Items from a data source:
■ ■ ■ ■ ■

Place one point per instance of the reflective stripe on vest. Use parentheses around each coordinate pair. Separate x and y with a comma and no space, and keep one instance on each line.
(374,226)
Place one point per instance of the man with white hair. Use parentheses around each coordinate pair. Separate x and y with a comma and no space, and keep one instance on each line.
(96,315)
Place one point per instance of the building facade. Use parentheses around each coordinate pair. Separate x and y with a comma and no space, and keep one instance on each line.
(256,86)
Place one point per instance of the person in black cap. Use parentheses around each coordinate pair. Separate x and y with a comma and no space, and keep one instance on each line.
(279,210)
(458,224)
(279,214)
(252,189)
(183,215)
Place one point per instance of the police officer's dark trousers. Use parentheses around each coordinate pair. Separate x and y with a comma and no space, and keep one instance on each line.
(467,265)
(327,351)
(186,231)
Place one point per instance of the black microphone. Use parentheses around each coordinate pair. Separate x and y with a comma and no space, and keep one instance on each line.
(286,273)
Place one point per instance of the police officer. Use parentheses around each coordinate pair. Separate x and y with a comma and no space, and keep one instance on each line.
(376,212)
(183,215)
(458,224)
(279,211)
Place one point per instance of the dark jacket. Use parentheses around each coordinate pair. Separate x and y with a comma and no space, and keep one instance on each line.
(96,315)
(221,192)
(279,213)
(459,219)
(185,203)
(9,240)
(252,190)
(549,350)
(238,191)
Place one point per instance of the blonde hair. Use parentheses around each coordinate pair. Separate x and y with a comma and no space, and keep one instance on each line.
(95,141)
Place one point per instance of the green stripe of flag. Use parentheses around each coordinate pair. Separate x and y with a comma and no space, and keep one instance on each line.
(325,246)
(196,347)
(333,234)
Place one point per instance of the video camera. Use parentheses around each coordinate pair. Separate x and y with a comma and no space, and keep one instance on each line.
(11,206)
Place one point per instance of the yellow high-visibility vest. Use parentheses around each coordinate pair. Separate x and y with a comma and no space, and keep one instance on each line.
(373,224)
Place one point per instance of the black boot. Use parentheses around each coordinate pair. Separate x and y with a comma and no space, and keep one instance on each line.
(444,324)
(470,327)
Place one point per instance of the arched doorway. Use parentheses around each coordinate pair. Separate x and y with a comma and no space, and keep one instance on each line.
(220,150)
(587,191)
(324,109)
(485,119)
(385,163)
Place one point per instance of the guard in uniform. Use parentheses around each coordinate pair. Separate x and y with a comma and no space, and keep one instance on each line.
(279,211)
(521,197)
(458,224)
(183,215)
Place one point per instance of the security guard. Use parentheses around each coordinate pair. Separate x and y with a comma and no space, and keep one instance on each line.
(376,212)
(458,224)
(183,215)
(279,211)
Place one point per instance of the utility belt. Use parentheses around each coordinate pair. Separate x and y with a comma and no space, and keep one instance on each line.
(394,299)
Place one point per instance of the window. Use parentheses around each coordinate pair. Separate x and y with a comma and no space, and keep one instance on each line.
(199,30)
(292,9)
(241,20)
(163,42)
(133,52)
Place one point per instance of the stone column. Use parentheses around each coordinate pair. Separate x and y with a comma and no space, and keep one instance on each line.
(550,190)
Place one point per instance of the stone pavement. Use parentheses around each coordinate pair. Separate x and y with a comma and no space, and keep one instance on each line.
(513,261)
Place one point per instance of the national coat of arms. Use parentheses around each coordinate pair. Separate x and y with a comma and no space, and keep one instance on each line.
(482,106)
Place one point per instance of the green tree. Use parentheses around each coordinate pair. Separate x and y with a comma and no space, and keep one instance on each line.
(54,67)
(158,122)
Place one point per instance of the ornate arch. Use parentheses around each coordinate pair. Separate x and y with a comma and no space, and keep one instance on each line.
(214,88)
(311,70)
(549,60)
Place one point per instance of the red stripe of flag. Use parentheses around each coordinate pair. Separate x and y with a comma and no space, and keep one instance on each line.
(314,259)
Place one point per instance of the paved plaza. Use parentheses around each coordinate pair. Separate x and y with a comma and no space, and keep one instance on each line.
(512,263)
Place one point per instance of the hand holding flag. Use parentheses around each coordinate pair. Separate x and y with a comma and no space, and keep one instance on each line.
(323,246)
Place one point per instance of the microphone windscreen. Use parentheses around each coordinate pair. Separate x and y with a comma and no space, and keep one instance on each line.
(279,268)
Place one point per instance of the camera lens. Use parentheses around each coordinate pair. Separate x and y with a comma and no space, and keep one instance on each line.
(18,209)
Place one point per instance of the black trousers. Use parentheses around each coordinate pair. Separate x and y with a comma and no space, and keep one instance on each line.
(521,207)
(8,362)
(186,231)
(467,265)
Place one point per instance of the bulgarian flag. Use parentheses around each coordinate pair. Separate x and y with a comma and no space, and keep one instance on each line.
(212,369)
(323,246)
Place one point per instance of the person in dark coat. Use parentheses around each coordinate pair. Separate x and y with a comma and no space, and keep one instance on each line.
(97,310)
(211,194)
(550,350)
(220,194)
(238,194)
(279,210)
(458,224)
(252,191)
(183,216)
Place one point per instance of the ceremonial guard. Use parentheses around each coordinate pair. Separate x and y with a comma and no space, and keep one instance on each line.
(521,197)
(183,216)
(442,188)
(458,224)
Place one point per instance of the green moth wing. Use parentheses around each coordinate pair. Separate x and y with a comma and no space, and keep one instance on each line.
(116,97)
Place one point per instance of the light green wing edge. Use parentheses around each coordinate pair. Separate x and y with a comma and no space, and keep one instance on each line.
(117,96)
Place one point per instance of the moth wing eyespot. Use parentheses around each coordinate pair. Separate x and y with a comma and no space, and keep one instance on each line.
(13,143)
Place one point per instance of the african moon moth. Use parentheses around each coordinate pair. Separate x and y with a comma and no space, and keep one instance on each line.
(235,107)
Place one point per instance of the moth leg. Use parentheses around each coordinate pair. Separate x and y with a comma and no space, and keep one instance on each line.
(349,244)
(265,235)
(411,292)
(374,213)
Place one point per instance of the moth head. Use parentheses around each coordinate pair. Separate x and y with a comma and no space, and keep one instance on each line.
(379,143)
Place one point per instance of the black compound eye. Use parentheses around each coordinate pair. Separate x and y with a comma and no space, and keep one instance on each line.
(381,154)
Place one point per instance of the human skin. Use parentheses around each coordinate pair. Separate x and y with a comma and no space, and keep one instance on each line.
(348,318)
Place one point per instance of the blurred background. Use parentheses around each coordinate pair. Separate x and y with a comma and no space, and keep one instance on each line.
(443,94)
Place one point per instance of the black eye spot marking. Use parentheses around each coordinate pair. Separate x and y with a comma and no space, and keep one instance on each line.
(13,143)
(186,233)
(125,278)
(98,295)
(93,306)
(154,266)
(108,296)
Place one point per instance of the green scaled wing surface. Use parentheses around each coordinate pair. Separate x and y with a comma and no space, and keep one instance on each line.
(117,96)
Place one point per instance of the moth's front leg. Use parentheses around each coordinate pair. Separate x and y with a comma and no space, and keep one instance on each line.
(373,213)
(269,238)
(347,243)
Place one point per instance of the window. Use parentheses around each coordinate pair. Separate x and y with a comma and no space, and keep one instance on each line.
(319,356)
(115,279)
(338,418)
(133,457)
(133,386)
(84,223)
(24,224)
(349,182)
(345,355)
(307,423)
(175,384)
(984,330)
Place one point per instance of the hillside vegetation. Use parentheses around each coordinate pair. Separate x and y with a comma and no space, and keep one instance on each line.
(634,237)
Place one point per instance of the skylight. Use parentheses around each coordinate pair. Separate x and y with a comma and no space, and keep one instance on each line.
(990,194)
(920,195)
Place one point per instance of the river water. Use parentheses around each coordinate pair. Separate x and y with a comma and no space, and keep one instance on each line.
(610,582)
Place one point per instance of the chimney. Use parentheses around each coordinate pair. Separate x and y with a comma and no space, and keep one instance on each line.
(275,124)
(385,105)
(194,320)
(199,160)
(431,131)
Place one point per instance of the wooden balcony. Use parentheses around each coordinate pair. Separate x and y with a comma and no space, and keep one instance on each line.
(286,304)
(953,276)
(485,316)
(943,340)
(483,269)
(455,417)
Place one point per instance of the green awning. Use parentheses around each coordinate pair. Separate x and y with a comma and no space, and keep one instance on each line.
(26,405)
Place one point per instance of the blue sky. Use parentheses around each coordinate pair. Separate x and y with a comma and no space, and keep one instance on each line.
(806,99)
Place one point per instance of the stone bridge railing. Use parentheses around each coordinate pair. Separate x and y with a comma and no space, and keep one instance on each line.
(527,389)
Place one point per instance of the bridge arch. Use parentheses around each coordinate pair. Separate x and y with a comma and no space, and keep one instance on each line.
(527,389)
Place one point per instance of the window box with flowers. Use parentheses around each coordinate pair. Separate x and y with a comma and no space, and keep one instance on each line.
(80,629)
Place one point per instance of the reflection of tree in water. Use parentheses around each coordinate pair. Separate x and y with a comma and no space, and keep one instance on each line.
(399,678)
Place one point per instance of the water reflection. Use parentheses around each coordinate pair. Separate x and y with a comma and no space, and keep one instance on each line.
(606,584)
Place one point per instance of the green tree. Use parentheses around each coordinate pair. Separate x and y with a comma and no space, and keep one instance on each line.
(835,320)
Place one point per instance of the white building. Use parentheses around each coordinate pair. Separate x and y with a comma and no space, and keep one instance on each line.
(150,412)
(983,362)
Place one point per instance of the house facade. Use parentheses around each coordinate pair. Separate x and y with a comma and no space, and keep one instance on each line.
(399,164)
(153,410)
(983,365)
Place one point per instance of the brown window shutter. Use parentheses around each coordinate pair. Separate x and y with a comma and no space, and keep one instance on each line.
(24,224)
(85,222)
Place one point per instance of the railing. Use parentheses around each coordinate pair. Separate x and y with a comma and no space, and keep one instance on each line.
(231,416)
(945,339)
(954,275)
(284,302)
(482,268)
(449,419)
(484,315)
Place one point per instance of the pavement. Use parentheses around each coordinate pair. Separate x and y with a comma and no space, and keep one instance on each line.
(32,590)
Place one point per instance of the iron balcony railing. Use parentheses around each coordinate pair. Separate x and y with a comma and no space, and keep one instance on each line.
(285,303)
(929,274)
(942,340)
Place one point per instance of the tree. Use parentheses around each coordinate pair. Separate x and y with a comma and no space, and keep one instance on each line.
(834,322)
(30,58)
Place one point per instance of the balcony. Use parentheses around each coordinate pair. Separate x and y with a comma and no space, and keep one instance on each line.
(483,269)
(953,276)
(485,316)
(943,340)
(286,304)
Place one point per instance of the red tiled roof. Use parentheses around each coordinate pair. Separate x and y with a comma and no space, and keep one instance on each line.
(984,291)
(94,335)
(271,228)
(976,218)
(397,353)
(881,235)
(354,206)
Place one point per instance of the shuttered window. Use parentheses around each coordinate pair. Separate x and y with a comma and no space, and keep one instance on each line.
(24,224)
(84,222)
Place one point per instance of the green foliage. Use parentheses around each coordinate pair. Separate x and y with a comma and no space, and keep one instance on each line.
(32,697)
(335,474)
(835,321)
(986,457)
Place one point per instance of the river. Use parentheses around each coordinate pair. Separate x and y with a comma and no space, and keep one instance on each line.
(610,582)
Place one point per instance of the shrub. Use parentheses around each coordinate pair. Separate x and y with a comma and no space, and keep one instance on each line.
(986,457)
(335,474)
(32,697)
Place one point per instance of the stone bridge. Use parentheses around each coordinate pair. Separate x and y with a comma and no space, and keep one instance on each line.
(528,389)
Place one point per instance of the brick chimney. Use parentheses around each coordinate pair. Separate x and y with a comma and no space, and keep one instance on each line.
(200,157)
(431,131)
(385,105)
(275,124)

■ ■ ■ ■ ■

### DESCRIPTION OF THE TASK
Convert the material from the line with "Place one point per instance of the brick" through the end of the material into a two-column CSV with the columns request and answer. Give one row per request, put each field in double quotes, and replace line breaks within an answer with spaces.

### RESPONSE BELOW
request,answer
"Place one point per instance of the brick chimney. Use parentheses around each coordinate pair. Separate x and y with a comma and no space, and keep one instance on each line.","(200,157) (431,131) (385,105) (275,124)"